(EXERCISE OBJECTIVE): After locating the line that contains "Exercise. Point to the metal", restate it and each later line word for word through the end of the records.

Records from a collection
______
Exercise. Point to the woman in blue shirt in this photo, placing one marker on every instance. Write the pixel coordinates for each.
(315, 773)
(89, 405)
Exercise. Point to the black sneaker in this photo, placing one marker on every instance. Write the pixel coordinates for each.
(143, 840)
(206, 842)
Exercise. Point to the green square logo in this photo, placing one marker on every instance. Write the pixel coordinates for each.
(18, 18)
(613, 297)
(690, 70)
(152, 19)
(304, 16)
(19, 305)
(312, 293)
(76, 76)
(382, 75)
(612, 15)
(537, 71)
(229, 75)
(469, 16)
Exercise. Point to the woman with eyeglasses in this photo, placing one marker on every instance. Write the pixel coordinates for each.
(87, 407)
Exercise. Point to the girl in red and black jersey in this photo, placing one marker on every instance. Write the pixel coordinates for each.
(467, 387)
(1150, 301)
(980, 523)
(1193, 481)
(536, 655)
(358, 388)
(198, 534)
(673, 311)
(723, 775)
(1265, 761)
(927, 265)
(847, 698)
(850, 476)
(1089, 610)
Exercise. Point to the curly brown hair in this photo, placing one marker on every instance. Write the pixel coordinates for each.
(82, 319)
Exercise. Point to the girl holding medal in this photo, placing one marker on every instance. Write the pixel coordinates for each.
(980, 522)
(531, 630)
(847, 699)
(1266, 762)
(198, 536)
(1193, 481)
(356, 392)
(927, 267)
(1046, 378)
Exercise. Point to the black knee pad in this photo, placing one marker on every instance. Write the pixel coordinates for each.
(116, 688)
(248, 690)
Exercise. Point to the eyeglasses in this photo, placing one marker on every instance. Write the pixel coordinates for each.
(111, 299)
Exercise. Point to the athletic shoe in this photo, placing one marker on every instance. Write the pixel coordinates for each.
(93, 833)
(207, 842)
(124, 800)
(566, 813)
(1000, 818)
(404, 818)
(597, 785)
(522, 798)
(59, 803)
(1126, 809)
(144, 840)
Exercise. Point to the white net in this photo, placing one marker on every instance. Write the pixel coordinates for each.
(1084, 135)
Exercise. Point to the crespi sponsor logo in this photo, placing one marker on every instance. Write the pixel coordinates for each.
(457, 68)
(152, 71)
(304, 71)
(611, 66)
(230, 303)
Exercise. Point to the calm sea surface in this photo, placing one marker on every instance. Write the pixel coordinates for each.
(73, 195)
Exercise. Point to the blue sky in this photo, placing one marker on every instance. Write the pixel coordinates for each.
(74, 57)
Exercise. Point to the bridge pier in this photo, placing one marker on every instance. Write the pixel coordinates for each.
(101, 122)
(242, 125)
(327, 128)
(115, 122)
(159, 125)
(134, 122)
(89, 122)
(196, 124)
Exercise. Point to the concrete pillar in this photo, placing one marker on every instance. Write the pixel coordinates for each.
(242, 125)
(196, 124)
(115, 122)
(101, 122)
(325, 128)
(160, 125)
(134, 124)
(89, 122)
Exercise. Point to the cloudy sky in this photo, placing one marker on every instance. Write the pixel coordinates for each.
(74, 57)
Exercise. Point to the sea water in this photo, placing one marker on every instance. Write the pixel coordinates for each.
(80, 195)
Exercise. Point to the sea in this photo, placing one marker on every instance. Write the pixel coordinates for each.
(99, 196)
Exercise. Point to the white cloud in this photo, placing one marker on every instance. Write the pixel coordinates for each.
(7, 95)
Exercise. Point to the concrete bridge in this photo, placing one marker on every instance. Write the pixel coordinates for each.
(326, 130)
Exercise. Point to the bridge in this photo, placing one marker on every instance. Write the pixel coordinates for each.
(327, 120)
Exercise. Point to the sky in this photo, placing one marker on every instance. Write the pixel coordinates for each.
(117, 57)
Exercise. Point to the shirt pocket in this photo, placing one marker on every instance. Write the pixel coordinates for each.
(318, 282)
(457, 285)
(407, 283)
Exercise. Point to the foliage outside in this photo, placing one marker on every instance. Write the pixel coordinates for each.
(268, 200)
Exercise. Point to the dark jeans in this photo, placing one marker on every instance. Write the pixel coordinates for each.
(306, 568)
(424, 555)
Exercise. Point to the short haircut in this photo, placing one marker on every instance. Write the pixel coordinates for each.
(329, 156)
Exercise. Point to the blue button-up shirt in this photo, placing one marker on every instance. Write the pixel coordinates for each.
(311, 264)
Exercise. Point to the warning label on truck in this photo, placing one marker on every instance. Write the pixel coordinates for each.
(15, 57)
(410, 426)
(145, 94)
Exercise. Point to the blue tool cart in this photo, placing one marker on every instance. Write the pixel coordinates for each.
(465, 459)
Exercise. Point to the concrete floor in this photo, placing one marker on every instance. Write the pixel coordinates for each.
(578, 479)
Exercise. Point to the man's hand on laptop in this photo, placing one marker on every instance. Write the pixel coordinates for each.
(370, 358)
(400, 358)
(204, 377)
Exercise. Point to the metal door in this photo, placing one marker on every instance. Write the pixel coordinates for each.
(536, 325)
______
(RESPONSE FOR THIS EXERCISE):
Exercise. Point to the metal door in this photo, placing one marker on every instance. Write the pixel coordinates for each.
(536, 325)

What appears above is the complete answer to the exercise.